--- Work item ---
Carry on the blog posts from the point where they stop.

--- Text block ---
* * *

My brief experience at Cambridge exposed me to the pride the English take in their open-mindedness. It is strictly a surface phenomenon. I was amused by the recent blatantly intolerant reaction to the appointment of a new commentator on the BBC’s daily morning news programme, when it was learned that he was of all things, a creationist. The British newspaper, The Telegraph, said, “Dan Walker’s creationism is an affront to reason, science and logic. The BBC has done nothing to explain how someone who believes in the literal truth of Genesis can present the news accurately. …And while I have no doubt that Dan Walker is, in every other aspect, entirely qualified for his role as a presenter of the BBC’s morning news show, his appearance on BBC One and BBC News as the creationist face of the Corporation to millions is problematic. …Indeed, creationism is so silly that the government has de-funded schools which teach it. They are not eligible for taxpayer support, because they are promulgating an unscientific myth. …To believe that God literally created the earth in six days is to deny basic elements of logic. It may not be as offensive or insensitive as holocaust denial, but it is as logically defensible. The BBC’s mission to inform, educate, and entertain requires it to ensure that it handles news with impartiality, objectivity, and reason.”

The newspaper’s amazing reaction is the direct result of years of the censoring of evidence against evolution from public education systems, both in the US and England. The reporter appears genuinely convinced that such evidence does not exist. After all, he is well educated and he never heard of such. We contribute to this attitude when we sit with duct tape firmly affixed over our mouths and do nothing about it.

“Only conduct yourselves in a manner worthy of the gospel of Christ, so that whether I come and see you or remain absent, I will hear of you that you are standing firm in one spirit, with one mind striving together for the faith of the gospel; in no way alarmed by your opponents — which is a sign of destruction for them, but of salvation for you, and that too, from God.” (Philippians 1:27-28)

February 7, 2016

When Church Is Boring – Frank Himmel

Posted in Uncategorized at 6:00 am by sranderson0103

What do you do when you find that church is boring? It’s time for a change! Now the question is, change what?

* * *

--- Referring expression data based on photos ---
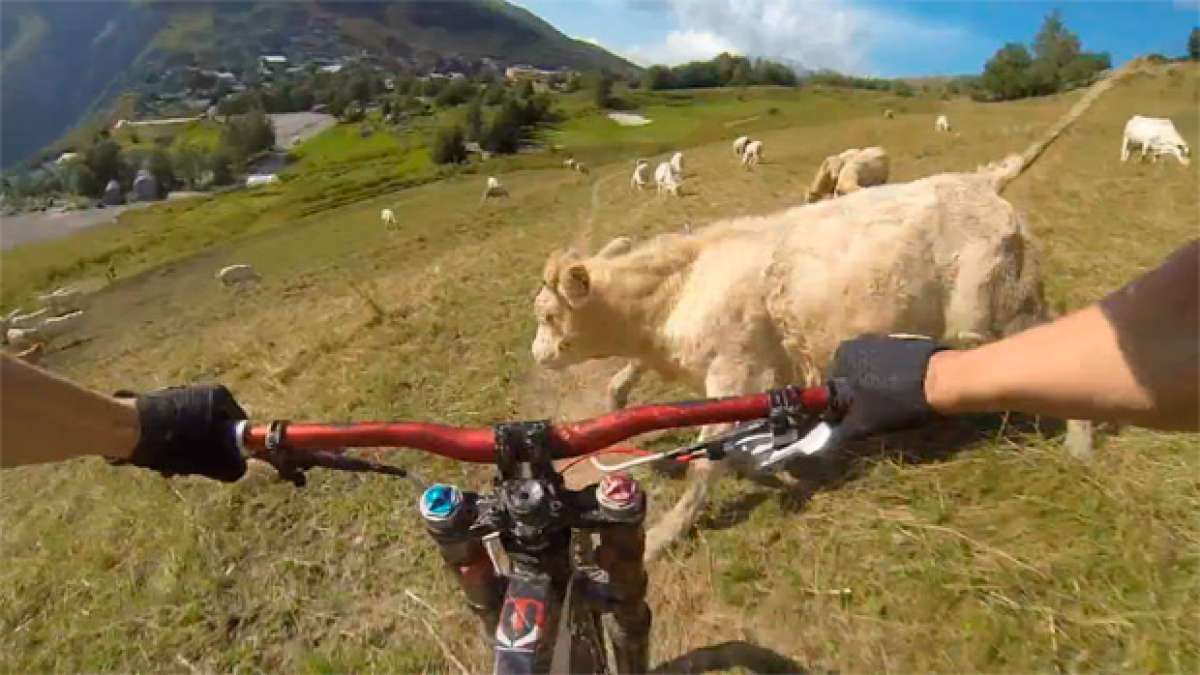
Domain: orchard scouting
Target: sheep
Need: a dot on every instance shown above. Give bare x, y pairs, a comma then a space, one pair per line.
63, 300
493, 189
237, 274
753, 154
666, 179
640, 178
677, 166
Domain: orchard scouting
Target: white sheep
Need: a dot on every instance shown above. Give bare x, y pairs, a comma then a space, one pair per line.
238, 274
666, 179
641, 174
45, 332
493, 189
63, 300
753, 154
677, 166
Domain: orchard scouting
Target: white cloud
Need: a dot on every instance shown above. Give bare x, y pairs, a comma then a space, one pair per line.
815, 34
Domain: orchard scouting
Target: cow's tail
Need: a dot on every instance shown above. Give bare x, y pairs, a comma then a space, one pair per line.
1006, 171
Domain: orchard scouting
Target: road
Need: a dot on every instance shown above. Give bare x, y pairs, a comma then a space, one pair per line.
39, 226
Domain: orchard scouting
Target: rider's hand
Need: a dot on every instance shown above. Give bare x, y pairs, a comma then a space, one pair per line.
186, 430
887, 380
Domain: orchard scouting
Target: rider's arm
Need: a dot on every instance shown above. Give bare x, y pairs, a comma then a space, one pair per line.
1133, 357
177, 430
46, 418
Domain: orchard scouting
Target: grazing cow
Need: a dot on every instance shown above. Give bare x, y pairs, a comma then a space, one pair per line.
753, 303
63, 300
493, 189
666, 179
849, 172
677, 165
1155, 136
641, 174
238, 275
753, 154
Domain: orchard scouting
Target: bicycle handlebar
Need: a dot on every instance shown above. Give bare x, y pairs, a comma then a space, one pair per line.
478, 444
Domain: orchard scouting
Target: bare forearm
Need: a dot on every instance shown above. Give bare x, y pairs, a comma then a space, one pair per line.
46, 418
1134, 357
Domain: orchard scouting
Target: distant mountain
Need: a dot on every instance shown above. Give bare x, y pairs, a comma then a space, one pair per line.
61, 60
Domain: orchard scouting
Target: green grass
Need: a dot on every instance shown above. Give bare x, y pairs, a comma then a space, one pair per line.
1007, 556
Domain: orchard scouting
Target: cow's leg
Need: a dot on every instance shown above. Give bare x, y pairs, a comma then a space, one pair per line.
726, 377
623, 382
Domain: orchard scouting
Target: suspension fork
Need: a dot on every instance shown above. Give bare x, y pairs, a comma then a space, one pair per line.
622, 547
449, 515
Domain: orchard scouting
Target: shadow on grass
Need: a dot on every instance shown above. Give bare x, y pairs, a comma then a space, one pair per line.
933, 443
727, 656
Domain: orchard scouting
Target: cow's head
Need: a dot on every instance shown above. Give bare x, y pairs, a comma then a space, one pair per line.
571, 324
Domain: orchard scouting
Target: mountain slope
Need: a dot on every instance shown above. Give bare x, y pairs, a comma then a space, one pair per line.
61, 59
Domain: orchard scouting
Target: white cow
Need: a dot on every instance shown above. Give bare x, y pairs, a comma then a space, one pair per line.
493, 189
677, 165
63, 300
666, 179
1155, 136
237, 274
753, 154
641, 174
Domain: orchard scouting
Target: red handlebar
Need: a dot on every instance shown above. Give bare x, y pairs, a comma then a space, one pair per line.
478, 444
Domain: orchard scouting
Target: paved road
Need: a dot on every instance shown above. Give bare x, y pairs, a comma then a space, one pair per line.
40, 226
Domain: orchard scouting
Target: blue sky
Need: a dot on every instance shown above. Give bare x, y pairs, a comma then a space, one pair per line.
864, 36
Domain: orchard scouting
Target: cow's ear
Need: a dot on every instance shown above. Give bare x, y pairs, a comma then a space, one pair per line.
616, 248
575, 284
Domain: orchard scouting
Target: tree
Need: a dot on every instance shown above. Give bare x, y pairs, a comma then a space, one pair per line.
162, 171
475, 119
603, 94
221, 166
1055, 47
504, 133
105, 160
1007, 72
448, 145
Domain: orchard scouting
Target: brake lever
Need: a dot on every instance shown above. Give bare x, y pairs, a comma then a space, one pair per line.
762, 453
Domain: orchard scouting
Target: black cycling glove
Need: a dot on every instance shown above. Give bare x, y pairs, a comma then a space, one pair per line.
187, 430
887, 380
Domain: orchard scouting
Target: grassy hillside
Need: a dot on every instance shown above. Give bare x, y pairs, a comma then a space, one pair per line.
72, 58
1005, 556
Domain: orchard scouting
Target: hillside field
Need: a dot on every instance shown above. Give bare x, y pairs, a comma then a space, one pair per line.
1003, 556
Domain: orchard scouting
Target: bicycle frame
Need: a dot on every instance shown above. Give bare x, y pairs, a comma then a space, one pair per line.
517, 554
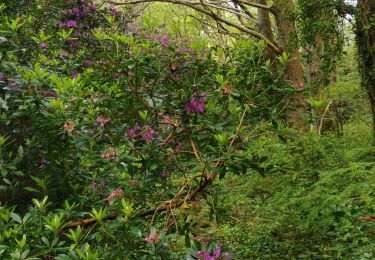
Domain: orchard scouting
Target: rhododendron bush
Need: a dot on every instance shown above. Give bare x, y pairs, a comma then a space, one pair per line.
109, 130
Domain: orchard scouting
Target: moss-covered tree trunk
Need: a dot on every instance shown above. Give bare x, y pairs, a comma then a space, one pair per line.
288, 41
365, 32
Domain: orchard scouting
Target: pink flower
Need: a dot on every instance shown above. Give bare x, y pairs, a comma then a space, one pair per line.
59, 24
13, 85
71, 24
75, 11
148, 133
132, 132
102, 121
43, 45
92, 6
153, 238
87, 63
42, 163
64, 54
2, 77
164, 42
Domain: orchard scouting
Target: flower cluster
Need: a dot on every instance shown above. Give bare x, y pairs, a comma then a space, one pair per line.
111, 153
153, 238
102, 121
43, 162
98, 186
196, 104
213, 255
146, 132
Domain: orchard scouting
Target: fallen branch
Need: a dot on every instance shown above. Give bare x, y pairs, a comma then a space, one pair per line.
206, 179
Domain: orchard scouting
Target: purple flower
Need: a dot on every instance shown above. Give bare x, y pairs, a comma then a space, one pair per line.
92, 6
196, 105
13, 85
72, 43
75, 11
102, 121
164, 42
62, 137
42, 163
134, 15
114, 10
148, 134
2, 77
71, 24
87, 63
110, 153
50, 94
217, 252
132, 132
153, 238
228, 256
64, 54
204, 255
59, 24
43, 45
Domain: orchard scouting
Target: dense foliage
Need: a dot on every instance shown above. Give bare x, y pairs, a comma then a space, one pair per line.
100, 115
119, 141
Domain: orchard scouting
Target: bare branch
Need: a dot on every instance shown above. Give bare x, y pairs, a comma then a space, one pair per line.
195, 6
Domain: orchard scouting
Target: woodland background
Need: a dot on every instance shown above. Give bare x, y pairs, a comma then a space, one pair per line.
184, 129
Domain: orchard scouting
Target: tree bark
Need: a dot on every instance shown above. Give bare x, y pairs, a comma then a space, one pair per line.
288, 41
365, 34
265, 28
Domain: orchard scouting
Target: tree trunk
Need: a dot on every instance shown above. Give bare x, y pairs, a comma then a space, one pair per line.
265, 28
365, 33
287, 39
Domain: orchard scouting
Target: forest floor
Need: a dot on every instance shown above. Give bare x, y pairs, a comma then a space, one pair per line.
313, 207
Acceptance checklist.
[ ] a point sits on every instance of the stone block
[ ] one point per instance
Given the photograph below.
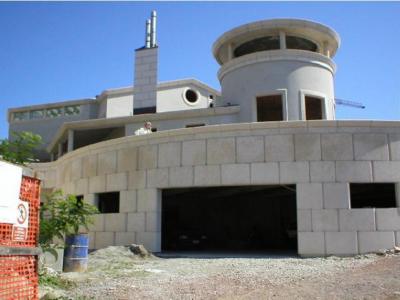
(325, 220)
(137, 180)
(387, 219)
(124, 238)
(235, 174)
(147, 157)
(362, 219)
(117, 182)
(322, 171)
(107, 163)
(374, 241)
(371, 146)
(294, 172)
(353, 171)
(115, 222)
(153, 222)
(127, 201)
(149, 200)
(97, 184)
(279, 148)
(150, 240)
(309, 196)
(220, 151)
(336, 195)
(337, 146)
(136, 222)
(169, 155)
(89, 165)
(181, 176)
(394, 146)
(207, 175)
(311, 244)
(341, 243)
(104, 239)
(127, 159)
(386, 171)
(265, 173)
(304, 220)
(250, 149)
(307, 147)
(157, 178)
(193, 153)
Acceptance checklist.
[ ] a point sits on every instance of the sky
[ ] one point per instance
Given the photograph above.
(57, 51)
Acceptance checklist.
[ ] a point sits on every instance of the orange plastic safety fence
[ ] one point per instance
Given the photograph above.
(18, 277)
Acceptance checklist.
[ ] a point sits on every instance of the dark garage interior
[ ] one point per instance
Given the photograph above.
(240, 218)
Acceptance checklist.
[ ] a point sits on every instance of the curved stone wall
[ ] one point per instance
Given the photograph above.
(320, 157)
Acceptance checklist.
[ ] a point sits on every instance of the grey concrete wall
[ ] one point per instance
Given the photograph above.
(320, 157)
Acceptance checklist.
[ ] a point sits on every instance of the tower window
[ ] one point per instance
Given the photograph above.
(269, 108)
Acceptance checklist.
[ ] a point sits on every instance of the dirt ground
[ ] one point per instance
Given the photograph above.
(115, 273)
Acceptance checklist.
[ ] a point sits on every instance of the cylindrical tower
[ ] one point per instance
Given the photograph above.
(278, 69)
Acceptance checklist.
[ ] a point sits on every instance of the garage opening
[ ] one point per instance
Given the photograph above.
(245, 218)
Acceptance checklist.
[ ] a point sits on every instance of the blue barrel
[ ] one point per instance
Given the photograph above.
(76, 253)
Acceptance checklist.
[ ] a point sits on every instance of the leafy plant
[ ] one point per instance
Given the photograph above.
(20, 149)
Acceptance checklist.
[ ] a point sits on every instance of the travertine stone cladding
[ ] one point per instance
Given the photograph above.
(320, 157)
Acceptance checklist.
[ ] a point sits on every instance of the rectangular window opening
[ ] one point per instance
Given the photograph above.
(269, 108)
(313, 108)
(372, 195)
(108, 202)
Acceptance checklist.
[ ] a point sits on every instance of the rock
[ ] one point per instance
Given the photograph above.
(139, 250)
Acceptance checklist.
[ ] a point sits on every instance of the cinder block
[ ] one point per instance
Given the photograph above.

* * *

--- Answer to the exercise ---
Many folks think the answer is to change the church. I just read an article about a new church created for men only, men who find church boring. Discarding more traditional environments, they meet in a gymnasium one Saturday evening a month. A rock band provides entertainment.  The preacher speaks in front of the scoreboard, with the clock running. He guarantees to have them out in one hour! This sort of innovation is not unusual. Many religious leaders hail it as a positive development, a way to reach out to those who otherwise would have no interest in church.
Some might not go that far, yet they still insist on change. Contemporary music, drama, and short sermons that are little more than pep talks are the order of the day. Clapping and cheering have replaced old fashioned amens. Celebration and praise are the buzzwords, with the world’s calendar dictating the subject celebrated.
Malachi lived at a time when people found “church” boring. Speaking of Israel’s worship, God said through the Prophet,“You also say, ‘My, how tiresome it is!’ And you disdainfully sniff at it” (Mal. 1: 13).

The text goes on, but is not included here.